Directions for this task » Copy every line of the material below word for word.

Records supplied »

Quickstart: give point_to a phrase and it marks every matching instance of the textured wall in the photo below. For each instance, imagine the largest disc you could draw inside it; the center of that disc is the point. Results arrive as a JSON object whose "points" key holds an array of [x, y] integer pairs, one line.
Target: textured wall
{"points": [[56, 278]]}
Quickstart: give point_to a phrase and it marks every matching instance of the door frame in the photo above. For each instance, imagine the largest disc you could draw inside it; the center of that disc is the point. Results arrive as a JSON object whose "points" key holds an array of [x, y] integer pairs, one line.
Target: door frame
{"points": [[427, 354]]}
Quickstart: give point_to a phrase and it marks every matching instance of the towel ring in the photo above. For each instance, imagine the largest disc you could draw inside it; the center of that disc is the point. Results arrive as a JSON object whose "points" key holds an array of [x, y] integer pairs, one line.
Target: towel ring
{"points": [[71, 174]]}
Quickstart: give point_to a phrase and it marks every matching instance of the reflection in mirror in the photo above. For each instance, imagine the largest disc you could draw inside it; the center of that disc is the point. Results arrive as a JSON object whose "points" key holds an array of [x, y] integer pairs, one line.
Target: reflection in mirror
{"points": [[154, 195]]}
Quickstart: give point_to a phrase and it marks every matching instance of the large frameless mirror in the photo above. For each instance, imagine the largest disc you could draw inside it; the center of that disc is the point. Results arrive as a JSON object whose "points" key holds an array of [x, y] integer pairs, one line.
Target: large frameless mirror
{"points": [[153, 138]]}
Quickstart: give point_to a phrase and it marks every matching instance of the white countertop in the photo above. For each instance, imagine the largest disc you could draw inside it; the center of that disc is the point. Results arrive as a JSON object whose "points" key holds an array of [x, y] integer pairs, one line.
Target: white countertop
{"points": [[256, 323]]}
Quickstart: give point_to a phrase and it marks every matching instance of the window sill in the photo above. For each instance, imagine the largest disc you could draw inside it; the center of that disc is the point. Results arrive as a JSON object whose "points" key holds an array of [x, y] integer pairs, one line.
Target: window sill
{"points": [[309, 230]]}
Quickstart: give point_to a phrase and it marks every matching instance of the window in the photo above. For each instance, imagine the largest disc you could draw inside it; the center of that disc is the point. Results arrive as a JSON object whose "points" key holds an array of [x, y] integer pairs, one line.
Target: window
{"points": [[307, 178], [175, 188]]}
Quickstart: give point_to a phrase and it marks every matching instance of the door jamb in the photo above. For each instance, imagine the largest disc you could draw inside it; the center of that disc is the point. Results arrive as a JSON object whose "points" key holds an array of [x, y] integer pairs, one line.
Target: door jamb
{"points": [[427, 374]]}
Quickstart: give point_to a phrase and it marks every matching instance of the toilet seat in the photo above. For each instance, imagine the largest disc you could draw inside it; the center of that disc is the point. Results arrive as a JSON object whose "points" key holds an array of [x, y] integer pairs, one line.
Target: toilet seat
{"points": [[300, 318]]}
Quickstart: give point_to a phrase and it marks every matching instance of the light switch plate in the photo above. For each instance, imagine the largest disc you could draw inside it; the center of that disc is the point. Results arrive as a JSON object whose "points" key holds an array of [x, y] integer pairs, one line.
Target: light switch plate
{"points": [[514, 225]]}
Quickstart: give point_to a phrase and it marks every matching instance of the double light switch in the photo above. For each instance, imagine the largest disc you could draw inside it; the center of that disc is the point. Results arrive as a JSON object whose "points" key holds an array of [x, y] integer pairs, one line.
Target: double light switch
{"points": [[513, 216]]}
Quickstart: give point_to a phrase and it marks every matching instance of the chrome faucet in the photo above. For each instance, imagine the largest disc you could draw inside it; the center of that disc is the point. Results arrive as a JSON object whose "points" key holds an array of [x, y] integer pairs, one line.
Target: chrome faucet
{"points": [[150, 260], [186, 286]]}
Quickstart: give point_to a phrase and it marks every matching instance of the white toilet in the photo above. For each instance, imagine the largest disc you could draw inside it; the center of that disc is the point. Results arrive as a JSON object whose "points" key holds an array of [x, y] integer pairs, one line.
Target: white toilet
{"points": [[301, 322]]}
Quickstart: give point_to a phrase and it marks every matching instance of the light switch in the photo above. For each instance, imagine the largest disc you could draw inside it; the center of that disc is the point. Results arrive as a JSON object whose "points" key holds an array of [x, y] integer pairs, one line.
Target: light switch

Correct answer »
Quickstart: give point_to a phrase and it marks every matching instance of the textured wall in the photo below. For each instance, imagine the largest disc you could draw inside it; the center of that disc is the point. Results arrive as a JSON object whose "points" key holds an array of [x, y] integer pairs, one line.
Target: textured wall
{"points": [[56, 278]]}
Quickstart: give point_to a phrase and it marks every matching instance of the door frame in the photo above. For each instance, imagine the largest disc you could draw inside it; the center of that disc is the point. Results arrive as a JSON object whose "points" key holds an array of [x, y] integer pairs, one line.
Target: door frame
{"points": [[427, 354]]}
Quickstart: give point_to a phrase and it marks every matching instance of the towel ring in the photo above. For each instance, imagine the largest disc you could draw inside it; the center of that disc is the point. Results arrive as a JSON object whose "points" key holds an array of [x, y] integer pairs, one line.
Target: towel ring
{"points": [[71, 174]]}
Quickstart: give point_to a phrase and it marks every matching instance of the reflection in mirror in the photo above. For each instance, imagine the largest disc you could draw inside it; the center of that disc is the point. Results arrive as a JSON object whose "points" key holds an array of [x, y] integer pairs, one line.
Target: reflection in mirror
{"points": [[154, 195]]}
Quickstart: give point_to a phrase and it marks every matching instance of the large frameless mirror in the photo above. For each instance, imagine the largest disc you could draw inside it; the center of that disc is the point. Results arrive as a JSON object whose "points" key holds an array of [x, y] integer pairs, one line.
Target: large frameless mirror
{"points": [[153, 138]]}
Quickstart: give point_to a phrase and it marks every matching instance of the white countertop in the photo above. For each instance, imagine the largest disc you could draw inside it; the center of that disc is the point. Results arrive as a JSON object whose "points" key holds an array of [x, y] integer pairs, one line.
Target: white countertop
{"points": [[256, 323]]}
Quickstart: give point_to a phrase and it marks every matching instance of the window sill in the photo above. For each instance, imagine the largest disc you could draw inside it; the center of that disc is the point. Results arrive as a JSON object whose "points" key holds an array of [x, y] integer pairs, one line.
Target: window sill
{"points": [[309, 230]]}
Quickstart: give point_to a phrase and it marks every matching instance of the window in the photo above. For each instance, imagine the largest disc you could draw inside it; the center of that disc is the point. Results arrive as a JSON object whose "points" key holds an array of [x, y] integer pairs, one line.
Target: window
{"points": [[307, 178], [175, 188]]}
Quickstart: give point_to a phrase and it marks every matching instance of the door jamb in the photo above. For each instance, imagine the largest disc you could draw inside it; the center of that disc is the point. Results arrive as a JSON object whose "points" key holds an array of [x, y] integer pairs, one line.
Target: door jamb
{"points": [[427, 374]]}
Quickstart: give point_to a phrase and it marks every matching instance of the toilet seat in the photo above. For each instance, imagine the largest disc you could draw inside it; the center of that disc is the point. Results arrive as a JSON object whose "points" key holds an array of [x, y] integer pairs, one line.
Target: toilet seat
{"points": [[300, 318]]}
Quickstart: give point_to a phrase and it marks every matching instance of the light switch plate in the photo above. For each instance, imagine the largest disc you could draw inside it; the center of that disc is the point. Results arrive as a JSON object whose "points" key holds an array of [x, y] integer pairs, one line.
Target: light switch plate
{"points": [[514, 225]]}
Quickstart: give point_to a phrase and it marks every matching instance of the double light switch in the photo above. For each instance, imagine the largest disc you could draw inside it; the center of that disc is the point. Results arrive as a JSON object whose "points" key holds an array of [x, y] integer pairs, one line.
Target: double light switch
{"points": [[513, 216]]}
Quickstart: give point_to a phrase and it marks every matching instance of the chrome faucet in the photo above. For each instance, imagine the largest disc you could draw inside it; the center of that disc is the point. Results arrive as a JSON object whose "points" key holds an array of [x, y] integer pairs, one line.
Target: chrome faucet
{"points": [[150, 260], [186, 286]]}
Quickstart: give point_to a phrase and it marks every matching instance of the white toilet in the photo above. For each instance, imagine the largest disc you could draw inside it; the center of that disc is the point. Results arrive as a JSON object whose "points" key holds an array of [x, y] integer pairs, one line.
Target: white toilet
{"points": [[301, 322]]}
Quickstart: give point_to a phrase and it marks every matching instance of the light switch in the photo above. For each instance, imagine the largest disc you could draw inside it; the center of that disc is the point. Results arrive as a JSON object whose "points" key holds an array of [x, y] integer pairs, one line.
Target: light switch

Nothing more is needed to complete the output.